* **A block of data**:

_____

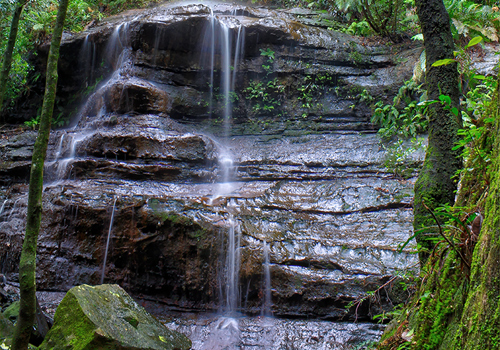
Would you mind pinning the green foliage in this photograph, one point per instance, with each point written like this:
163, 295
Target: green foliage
399, 160
405, 117
36, 25
470, 19
384, 17
478, 95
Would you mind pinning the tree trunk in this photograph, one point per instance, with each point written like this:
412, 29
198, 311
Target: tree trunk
27, 266
435, 185
7, 58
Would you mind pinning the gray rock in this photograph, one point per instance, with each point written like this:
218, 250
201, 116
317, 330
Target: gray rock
106, 317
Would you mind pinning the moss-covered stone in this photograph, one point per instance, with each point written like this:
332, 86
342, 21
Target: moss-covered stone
451, 311
6, 327
12, 311
106, 317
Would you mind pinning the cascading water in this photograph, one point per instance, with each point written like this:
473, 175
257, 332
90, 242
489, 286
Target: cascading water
221, 51
103, 273
266, 307
267, 212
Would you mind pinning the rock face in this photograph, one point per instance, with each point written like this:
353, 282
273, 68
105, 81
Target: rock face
106, 317
217, 132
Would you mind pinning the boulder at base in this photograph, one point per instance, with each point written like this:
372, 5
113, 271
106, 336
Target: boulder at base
106, 317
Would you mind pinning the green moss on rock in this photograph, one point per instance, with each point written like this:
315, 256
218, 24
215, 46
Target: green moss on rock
106, 317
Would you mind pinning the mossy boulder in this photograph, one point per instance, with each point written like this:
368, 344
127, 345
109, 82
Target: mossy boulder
106, 317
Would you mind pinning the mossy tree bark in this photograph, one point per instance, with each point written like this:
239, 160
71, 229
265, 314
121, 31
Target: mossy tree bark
27, 265
7, 58
435, 185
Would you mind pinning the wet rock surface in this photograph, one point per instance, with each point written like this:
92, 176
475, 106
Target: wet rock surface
106, 316
179, 165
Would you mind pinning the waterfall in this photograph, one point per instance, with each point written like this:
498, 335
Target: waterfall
266, 305
222, 48
107, 241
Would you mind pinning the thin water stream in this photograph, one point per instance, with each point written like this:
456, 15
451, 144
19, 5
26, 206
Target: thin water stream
284, 204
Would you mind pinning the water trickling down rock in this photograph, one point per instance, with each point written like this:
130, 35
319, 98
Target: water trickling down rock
308, 180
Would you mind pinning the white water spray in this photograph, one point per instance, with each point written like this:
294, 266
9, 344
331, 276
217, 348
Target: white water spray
107, 241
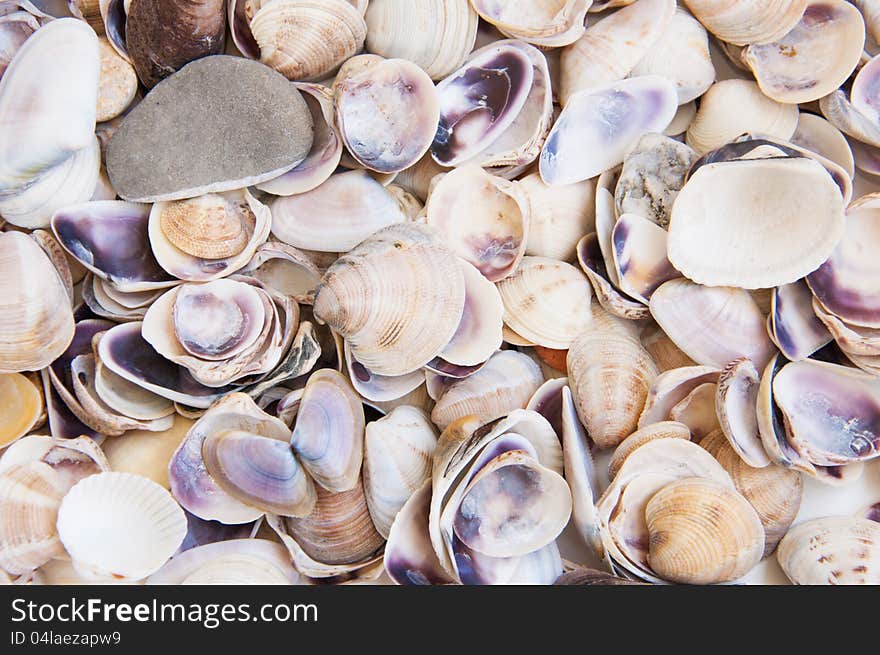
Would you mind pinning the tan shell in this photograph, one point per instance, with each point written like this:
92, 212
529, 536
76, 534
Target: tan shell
610, 374
30, 494
836, 550
307, 39
773, 491
702, 532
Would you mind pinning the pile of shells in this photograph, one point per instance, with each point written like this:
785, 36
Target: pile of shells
440, 292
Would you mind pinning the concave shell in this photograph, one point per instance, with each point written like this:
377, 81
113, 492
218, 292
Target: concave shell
482, 217
547, 302
109, 238
793, 325
398, 454
436, 35
736, 407
339, 530
208, 237
719, 233
119, 526
307, 39
846, 284
72, 181
397, 298
162, 36
329, 431
732, 107
48, 101
336, 215
326, 150
742, 22
702, 532
610, 374
814, 58
832, 411
30, 494
773, 491
712, 325
682, 55
505, 383
836, 550
584, 141
191, 484
260, 471
37, 319
370, 105
608, 52
558, 216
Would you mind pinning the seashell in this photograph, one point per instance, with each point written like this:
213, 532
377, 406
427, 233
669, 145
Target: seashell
260, 471
337, 215
21, 404
830, 411
307, 39
57, 70
639, 251
593, 265
814, 58
72, 181
652, 175
661, 430
117, 83
702, 532
748, 21
211, 236
582, 142
505, 383
736, 407
30, 494
134, 526
339, 530
845, 284
610, 374
773, 492
453, 30
232, 562
607, 51
558, 216
731, 107
546, 301
398, 453
832, 550
712, 325
329, 431
409, 558
681, 54
37, 324
413, 315
484, 219
326, 150
800, 188
793, 325
368, 106
218, 146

_____

* **PROBLEM TO WORK ON**: Copy the listing above line for line without changing anything, but leave out the pictures.

* **EXPECTED ANSWER**:
Would you mind pinning the green foliage in this photograph, one point per instance, with each point written like this:
163, 295
Target: green foliage
399, 160
405, 117
36, 25
470, 19
384, 17
478, 95
Would you mind pinning the tree trunk in this photograph, one point per instance, with each point written like this:
412, 29
198, 311
Target: tree trunk
27, 266
435, 185
7, 58
Would you mind pinning the gray rock in this photograph, one point per instance, with each point written like this:
218, 250
201, 116
317, 330
Target: gray rock
106, 317
Would you mind pinning the moss-covered stone in this photograph, one point per instance, with each point written like this:
332, 86
342, 21
Target: moss-covered stone
451, 311
6, 327
12, 311
106, 317
Would you mind pinning the cascading water in this photograph, one point per instance, with each point written like this:
473, 175
257, 332
90, 242
489, 286
Target: cascading water
221, 51
103, 273
266, 307
267, 212
Would you mind pinning the rock face in this photograph, one point per instance, with each point written like this:
353, 282
273, 68
105, 81
Target: rock face
106, 317
217, 132
Would you mind pinning the boulder at base in this photograph, one point per instance, with each point written like this:
372, 5
113, 271
106, 336
Target: boulder at base
106, 317
Would you mind pinning the green moss on rock in this photograph, one point per instance, with each point written like this:
315, 256
218, 24
215, 46
Target: green moss on rock
106, 317
Would you mind pinning the mossy boulder in this photograph, one point per instance, with each point written like this:
368, 344
127, 345
109, 82
Target: mossy boulder
106, 317
Would you mind pinning the mossy tree bark in this photograph, one point per instance, with each point written like this:
239, 160
71, 229
265, 314
121, 31
Target: mossy tree bark
27, 265
7, 58
435, 185
Would you mind pinning the wet rock surface in this photograph, one point per instance, with each point written like this:
92, 176
475, 106
Target: wet rock surface
106, 316
179, 165
Would you mind pinning the waterfall in this photograph, one point per instance, with each point written like this:
498, 335
Target: waterfall
266, 305
222, 48
107, 241
Would you mind pinning the thin water stream in this photograph, one point per instance, with each point written like this:
456, 15
451, 144
19, 5
26, 206
Target: thin water stream
284, 204
Would you mind pinning the water trickling down rock in this photograph, one point per instance, with each point written like this:
130, 35
319, 98
Target: water trickling down rock
308, 180
Would you mind pinning the white water spray in this photograph, one point per instance, with each point written like this:
294, 266
9, 344
331, 276
217, 348
Target: white water spray
107, 241
Would you mind pinning the tan shell in this photograph, one point per instance, with each point written like this:
92, 212
529, 536
76, 534
Target: tan shell
610, 374
30, 494
836, 550
307, 39
773, 491
702, 532
Would you mind pinning the pile of shells in this photograph, one point per instance, with each point written like this:
785, 36
Target: pile of shells
440, 292
Would you mind pinning the concave shell in this photograph, one point per instance, with each point written like this:
377, 81
113, 492
218, 292
Target: concave shell
482, 217
547, 302
109, 238
793, 325
398, 454
436, 35
736, 407
339, 530
208, 237
719, 233
119, 526
307, 39
846, 284
72, 181
397, 298
162, 36
329, 431
732, 107
48, 101
336, 215
326, 150
742, 22
702, 532
610, 374
814, 58
832, 411
30, 494
773, 491
712, 325
682, 55
505, 383
836, 550
584, 141
191, 484
260, 471
37, 319
370, 105
608, 52
558, 216
Would you mind pinning the seashell in this photograph, one point per instance, with each point written like this:
213, 532
377, 406
427, 233
669, 145
Target: seashell
260, 471
337, 215
21, 404
830, 411
307, 39
57, 70
639, 251
593, 265
814, 58
72, 181
652, 175
661, 430
117, 83
702, 532
748, 21
211, 236
582, 142
505, 383
736, 407
30, 494
134, 526
339, 530
845, 284
610, 374
773, 492
453, 30
232, 562
607, 51
558, 216
731, 107
546, 301
398, 453
832, 550
712, 325
329, 431
409, 558
681, 54
37, 324
413, 315
484, 219
326, 150
800, 188
793, 325
368, 106
218, 146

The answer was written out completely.